Aufgabenstellung
Setze bitte den Meinungsbeitrag über Ärzte als Krankenhausmanager nach seinem letzten Satz fort.

Stand­punkt – Vize-Präs. Harald Mayer: Wenn Ärzte managen

10.06.2015 | Standpunkt

© Zeitler

Jedes Unter­neh­men, das an der Spitze einen Mana­ger mit ent­spre­chen­der Exper­tise hat, wird kaum jemals die­sen Ent­schluss in Frage stel­len. Ver­ei­nen sich auf diese Weise in kon­ge­nia­ler Weise doch zwei Dinge: Fach­wis­sen und Managementwissen.

Anders in der Medi­zin. Hier hat man sich vor etli­chen Jah­ren dazu ent­schlos­sen, an der Spitze von Kran­ken­häu­sern die kol­le­giale Füh­rung zu eta­blie­ren – nicht ahnend, wel­che Fol­gen das nach sich zie­hen sollte. War die­ses Kon­zept von der grund­sätz­li­chen Über­le­gung her anfangs noch für viele bestechend, hat sich die­ses Trio aus Medi­zin, Pflege und Öko­no­mie mitt­ler­weile selbst ad absur­dum geführt. Der öko­no­mi­sche Spar­druck in Gesund­heits­we­sen und Staat hat dazu geführt, dass Ent­schei­dun­gen zuneh­mend aus wirt­schaft­li­chen Über­le­gun­gen getrof­fen wer­den. Und wenn Betriebs­wirte die Ober­hand gewin­nen, gerät die Medi­zin zwangs­läu­fig ins Hintertreffen.

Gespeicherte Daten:
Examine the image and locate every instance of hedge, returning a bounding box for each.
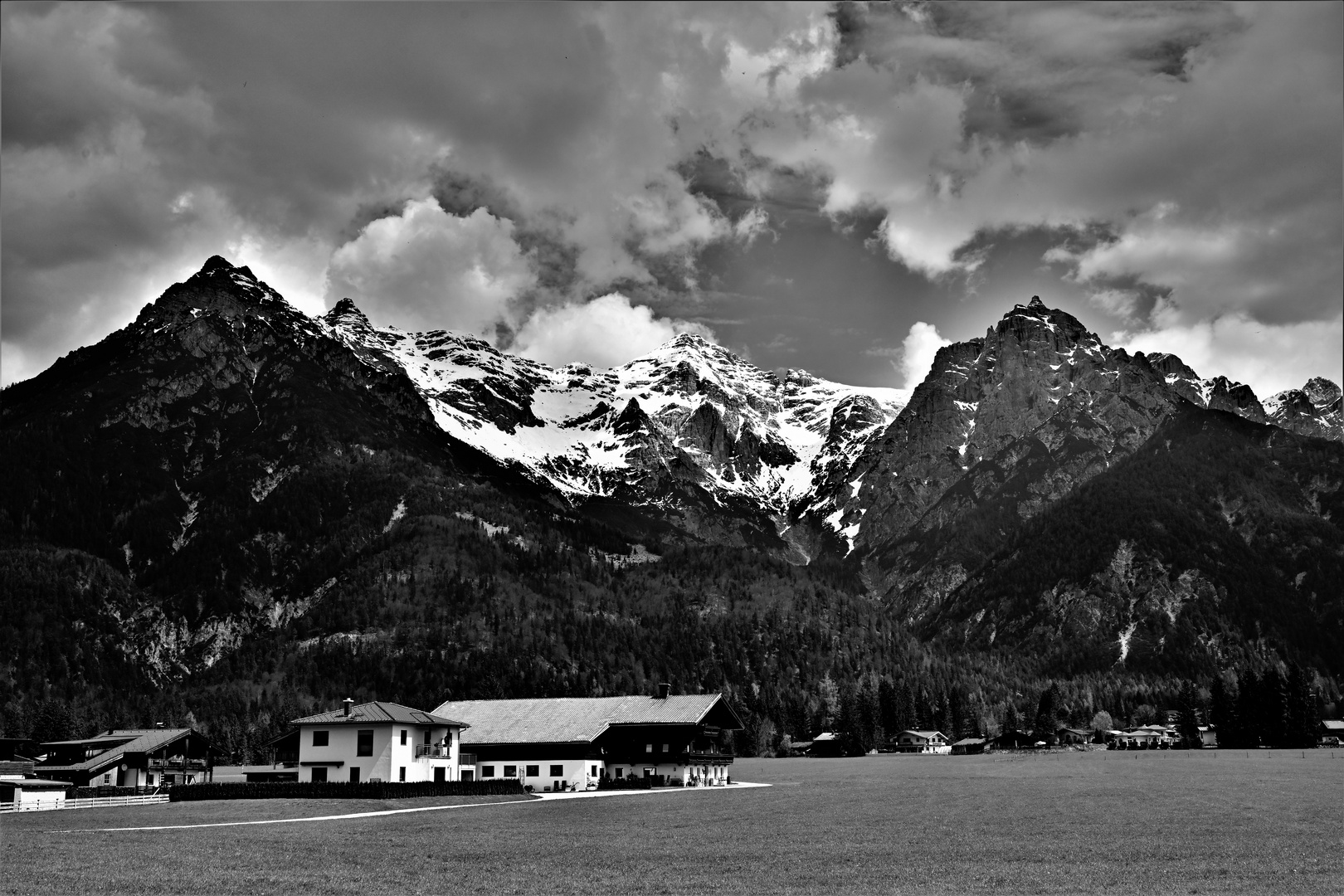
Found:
[168,778,523,803]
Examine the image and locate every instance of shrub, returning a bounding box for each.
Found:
[168,779,523,803]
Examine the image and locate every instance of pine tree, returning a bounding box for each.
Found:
[1031,684,1059,742]
[1210,674,1242,747]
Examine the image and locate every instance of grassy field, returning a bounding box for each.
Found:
[0,750,1344,896]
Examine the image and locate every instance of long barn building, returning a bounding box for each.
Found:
[434,685,742,791]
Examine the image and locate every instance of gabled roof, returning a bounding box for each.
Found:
[434,694,741,744]
[289,700,470,728]
[37,728,200,771]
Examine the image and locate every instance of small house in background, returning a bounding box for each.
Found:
[995,728,1036,750]
[0,738,41,762]
[0,759,70,811]
[434,684,742,791]
[1055,728,1093,744]
[35,728,215,787]
[1320,718,1344,747]
[289,697,470,783]
[808,731,844,759]
[895,728,952,755]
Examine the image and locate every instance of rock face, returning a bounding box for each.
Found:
[7,256,1344,679]
[1264,376,1344,441]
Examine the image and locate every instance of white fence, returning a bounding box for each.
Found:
[0,794,168,811]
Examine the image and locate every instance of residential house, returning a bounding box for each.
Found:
[289,697,470,783]
[434,684,742,791]
[895,728,952,755]
[37,728,215,787]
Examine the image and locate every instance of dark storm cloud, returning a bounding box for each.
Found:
[0,2,1344,395]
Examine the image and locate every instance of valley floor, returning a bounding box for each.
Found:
[0,750,1344,894]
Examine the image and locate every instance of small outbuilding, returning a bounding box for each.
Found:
[1055,728,1093,744]
[952,738,989,757]
[808,731,844,757]
[995,728,1036,750]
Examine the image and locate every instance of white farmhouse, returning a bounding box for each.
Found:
[290,699,469,783]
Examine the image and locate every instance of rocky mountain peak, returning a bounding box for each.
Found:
[1303,376,1340,408]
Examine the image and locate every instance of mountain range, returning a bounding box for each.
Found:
[0,256,1344,752]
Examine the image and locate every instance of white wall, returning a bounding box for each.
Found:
[475,759,602,791]
[299,722,462,782]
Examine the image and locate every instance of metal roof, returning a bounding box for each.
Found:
[289,700,469,728]
[434,694,737,744]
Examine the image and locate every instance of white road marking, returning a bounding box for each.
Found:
[43,781,770,835]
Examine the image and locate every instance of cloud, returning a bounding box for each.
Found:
[1110,310,1344,399]
[327,199,536,337]
[899,321,952,390]
[511,293,715,368]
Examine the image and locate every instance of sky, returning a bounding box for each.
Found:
[0,2,1344,397]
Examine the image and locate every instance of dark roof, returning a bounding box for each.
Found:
[289,700,470,728]
[434,694,738,744]
[37,728,200,771]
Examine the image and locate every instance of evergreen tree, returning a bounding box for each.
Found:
[1176,681,1205,748]
[1032,684,1059,743]
[1210,674,1240,747]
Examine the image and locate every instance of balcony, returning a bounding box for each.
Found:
[148,757,206,771]
[416,744,453,759]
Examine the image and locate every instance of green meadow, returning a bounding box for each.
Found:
[0,750,1344,896]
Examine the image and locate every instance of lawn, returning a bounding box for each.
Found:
[0,751,1344,896]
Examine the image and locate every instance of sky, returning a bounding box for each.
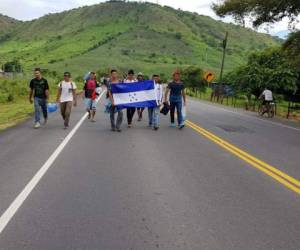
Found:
[0,0,300,34]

Ergebnis
Wenn Ärzte füh­ren und die Letzt­ent­schei­dung in Kran­ken­häu­sern tref­fen, ste­hen andere Kri­te­rien im Vor­der­grund: Dann geht es um das Wohl des Pati­en­ten. Ärzte ver­ste­hen auf­grund ihres Fach­wis­sens viele Pro­zesse bes­ser und kön­nen somit auch die Fol­gen einer weit­rei­chen­den Ent­schei­dung nicht nur im ein­zel­nen Krank­heits­fall, son­dern auch für die Orga­ni­sa­tion „Kran­ken­haus“ ins­ge­samt bes­ser abschät­zen. Das ist einem Nicht-Medi­zi­ner nicht mög­lich. Natur­ge­mäß ist auch die Gesprächs­ba­sis eine ganz andere: Ein Arzt muss einem ande­ren Arzt in einer Füh­rungs­po­si­tion nicht erst lange erklä­ren, worum es geht. Da Öko­no­men zwangs­läu­fig der medi­zi­ni­sche Aspekt bei der Ent­schei­dungs­fin­dung fehlt, sind deren Ent­schei­dun­gen von ande­ren Kri­te­rien dominiert.

Dass Ärzte in Kran­ken­häu­sern die bes­se­ren Mana­ger sind, konnte mitt­ler­weile auch in Stu­dien nach­ge­wie­sen wer­den. So hat etwa eine McK­in­sey-Stu­die erge­ben, dass rein ärzt­li­che Füh­rung die Qua­li­tät der Ver­sor­gung erhöht und auch eine höhere Pati­en­ten­zu­frie­den­heit mit sich bringt – noch dazu mit bes­se­ren wirt­schaft­li­chen Ergebnissen.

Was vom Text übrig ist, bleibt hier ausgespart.